**WHAT YOU ARE ASKED TO DO:** Reproduce verbatim every line from the one containing "pin: thin stalk" through the last line of the rows below, including both ends.

**DATA FOR THIS EXERCISE:**
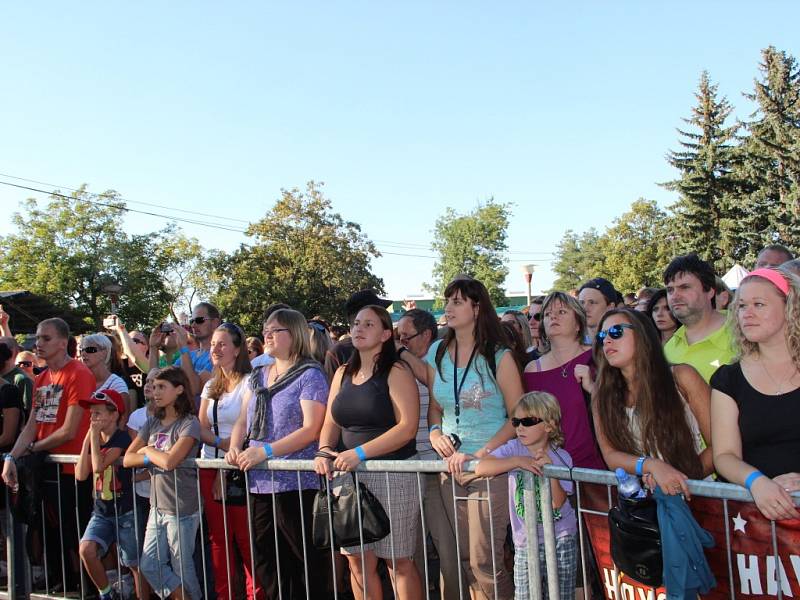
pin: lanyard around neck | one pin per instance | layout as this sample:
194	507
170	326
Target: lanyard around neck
458	385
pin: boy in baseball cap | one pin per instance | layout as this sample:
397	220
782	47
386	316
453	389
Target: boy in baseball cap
113	513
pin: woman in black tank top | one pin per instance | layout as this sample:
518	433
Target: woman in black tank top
373	413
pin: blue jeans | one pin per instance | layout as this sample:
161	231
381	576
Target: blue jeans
167	556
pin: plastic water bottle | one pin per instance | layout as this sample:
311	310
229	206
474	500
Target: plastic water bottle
628	486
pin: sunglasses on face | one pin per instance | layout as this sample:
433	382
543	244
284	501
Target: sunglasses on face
526	421
614	332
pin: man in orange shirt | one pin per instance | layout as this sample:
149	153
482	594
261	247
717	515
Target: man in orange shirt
57	425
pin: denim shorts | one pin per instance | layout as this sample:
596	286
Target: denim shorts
103	532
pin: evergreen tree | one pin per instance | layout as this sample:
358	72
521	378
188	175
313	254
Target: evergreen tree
705	162
773	149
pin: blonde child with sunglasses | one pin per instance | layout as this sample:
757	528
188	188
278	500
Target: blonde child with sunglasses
536	420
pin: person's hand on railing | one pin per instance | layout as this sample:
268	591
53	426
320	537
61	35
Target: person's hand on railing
232	456
346	461
323	463
455	462
773	500
218	490
250	457
671	481
788	481
10	475
442	444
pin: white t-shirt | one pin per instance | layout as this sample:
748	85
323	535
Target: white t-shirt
114	382
228	408
135	422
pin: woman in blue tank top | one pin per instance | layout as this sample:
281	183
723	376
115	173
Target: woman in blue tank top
474	383
373	413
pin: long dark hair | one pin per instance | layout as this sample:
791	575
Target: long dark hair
241	367
658	405
184	404
489	334
388	353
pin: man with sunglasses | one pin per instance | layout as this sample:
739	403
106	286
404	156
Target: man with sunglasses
703	340
13	374
57	424
196	364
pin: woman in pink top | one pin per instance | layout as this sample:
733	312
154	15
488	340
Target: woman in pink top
563	370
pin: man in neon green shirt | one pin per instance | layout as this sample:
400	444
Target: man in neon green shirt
703	340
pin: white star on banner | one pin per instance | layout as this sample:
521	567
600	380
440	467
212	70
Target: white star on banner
739	523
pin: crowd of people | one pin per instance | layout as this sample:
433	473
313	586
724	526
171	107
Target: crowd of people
689	381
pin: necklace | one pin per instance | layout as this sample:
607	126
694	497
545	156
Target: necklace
778	387
563	368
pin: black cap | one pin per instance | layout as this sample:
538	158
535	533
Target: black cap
364	298
605	287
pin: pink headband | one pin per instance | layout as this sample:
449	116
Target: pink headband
774	277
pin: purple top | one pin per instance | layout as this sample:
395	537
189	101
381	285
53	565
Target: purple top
285	416
561	382
564	518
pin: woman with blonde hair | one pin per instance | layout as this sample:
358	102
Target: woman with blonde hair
564	371
754	402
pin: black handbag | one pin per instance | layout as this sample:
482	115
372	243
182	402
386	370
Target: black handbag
343	516
636	540
235	484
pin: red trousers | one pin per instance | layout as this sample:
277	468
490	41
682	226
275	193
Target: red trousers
238	539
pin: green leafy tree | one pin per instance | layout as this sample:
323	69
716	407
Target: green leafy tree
637	247
75	245
304	254
579	257
706	163
472	244
773	150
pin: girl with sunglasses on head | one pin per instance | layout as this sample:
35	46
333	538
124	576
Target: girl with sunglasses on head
96	351
220	406
662	317
537	420
651	418
564	371
755	401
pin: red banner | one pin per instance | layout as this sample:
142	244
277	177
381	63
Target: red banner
755	572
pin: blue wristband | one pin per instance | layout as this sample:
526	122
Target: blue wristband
748	483
360	453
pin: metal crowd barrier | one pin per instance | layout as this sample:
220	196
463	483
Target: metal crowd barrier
725	492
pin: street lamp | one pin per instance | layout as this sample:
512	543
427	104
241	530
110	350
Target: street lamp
527	270
112	289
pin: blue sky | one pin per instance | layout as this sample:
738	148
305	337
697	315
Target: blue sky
401	109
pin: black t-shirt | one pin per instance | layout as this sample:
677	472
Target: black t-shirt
769	425
10	397
115	482
365	412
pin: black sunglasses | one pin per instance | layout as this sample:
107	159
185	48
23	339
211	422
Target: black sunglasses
614	332
526	421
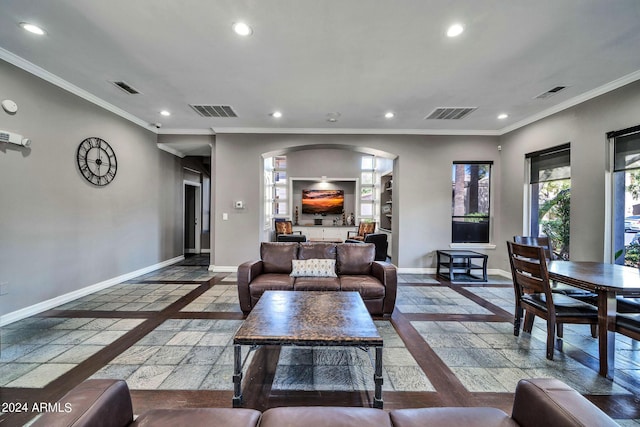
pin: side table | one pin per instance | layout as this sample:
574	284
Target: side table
461	265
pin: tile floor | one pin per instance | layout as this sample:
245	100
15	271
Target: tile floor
196	353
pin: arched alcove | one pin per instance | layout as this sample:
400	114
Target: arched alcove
335	164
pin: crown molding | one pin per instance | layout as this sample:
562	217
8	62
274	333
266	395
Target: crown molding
349	131
176	131
171	150
611	86
63	84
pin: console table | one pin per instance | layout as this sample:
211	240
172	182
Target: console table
462	265
326	233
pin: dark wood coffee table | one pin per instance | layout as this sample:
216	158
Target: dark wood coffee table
288	318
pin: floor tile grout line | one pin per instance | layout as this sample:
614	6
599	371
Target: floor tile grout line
442	378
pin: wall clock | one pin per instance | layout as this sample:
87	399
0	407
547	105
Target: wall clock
97	161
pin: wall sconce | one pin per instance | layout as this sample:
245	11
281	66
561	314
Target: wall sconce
14	138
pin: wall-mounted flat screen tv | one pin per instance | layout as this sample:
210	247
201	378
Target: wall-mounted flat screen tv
322	201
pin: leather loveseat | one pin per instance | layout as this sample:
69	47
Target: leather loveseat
538	402
355	270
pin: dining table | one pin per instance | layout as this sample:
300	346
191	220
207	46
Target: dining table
608	281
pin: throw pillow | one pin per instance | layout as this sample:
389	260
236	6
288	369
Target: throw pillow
313	268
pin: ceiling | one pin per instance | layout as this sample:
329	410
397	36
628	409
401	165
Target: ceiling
310	58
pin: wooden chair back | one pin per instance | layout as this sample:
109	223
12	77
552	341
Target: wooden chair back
529	272
543	241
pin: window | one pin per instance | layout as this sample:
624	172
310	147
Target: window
550	196
626	196
368	183
276	203
470	184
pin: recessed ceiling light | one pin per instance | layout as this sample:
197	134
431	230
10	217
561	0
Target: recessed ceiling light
333	117
455	30
242	29
32	28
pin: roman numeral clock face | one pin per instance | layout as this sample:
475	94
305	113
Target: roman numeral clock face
97	161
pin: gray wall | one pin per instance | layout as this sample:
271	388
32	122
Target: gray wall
422	193
585	127
58	233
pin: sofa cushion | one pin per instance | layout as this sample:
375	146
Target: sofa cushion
211	417
317	284
368	286
276	257
445	417
270	282
316	416
355	258
313	268
323	250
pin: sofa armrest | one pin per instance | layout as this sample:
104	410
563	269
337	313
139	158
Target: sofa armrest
246	273
105	403
387	274
550	402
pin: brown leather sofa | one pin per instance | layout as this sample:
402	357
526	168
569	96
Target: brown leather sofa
356	270
538	402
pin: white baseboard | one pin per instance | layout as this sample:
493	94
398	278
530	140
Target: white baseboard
223	269
63	299
416	270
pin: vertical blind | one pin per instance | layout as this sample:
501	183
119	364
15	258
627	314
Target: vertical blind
551	164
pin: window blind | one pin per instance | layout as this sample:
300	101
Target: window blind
626	152
551	164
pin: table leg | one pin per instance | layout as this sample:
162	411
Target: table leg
484	268
237	376
377	379
452	260
606	332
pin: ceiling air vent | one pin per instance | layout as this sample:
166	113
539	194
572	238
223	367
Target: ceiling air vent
550	92
450	113
127	88
214	110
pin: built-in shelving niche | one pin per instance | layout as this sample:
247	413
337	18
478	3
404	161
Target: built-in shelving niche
386	201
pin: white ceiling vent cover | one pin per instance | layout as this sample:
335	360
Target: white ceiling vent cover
214	110
126	87
550	92
450	113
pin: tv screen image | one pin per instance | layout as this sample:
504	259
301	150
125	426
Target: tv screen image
322	201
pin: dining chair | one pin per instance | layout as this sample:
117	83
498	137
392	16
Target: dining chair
533	295
561	288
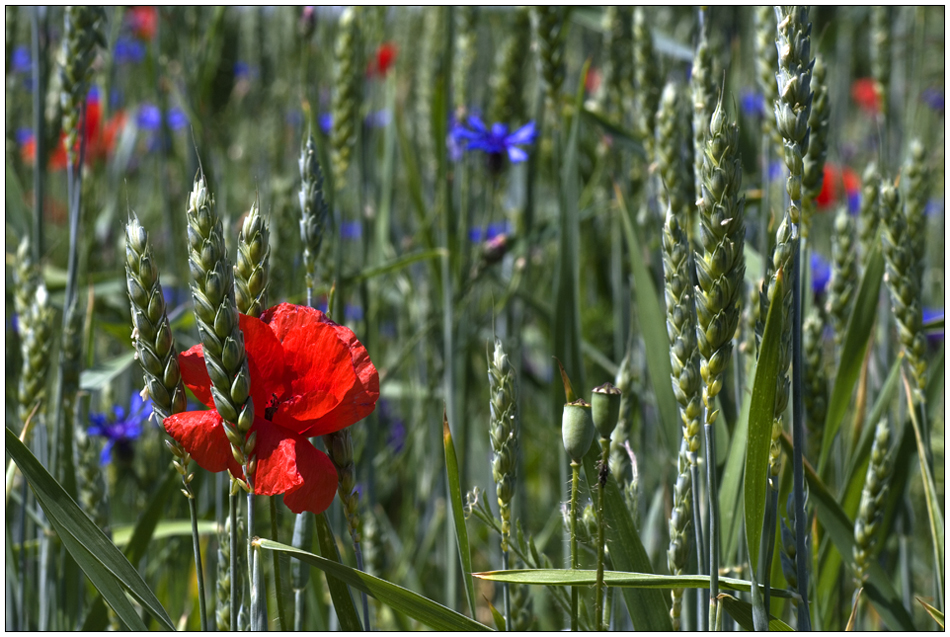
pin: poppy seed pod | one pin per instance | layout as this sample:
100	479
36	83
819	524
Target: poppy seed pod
605	408
577	429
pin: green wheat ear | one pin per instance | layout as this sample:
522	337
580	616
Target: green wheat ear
217	318
252	269
509	77
348	80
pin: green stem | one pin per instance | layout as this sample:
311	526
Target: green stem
233	536
575	478
798	446
713	492
193	512
599	588
505	593
359	567
700	544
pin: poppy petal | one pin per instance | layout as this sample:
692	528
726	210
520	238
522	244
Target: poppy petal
195	375
265	358
319	481
201	433
276	449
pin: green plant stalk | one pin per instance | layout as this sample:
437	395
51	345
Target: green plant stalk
575	478
233	536
712	488
202	608
599	587
798	438
39	168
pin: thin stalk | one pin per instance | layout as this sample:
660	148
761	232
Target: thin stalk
700	544
359	567
712	489
39	135
599	587
233	533
575	478
798	446
505	592
202	609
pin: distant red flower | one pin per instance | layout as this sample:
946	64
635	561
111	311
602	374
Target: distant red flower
384	59
592	83
864	92
309	376
143	21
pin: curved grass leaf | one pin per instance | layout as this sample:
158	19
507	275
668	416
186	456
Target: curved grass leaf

**FULL ANSWER:**
pin: thin stalk | one pin per instance | layout as this sample:
660	148
761	232
Target: thin stalk
700	544
359	567
712	489
39	135
599	587
233	533
575	478
798	446
505	592
202	609
pin: distant red flower | one pin per instance | layout as this sample:
946	64
635	561
111	311
602	374
Target: distant red flower
384	59
592	83
864	92
309	376
143	21
pin: curved grass leaf | one pin per instance | layout as this sample:
158	19
507	275
668	416
186	456
Target: curved grass leaf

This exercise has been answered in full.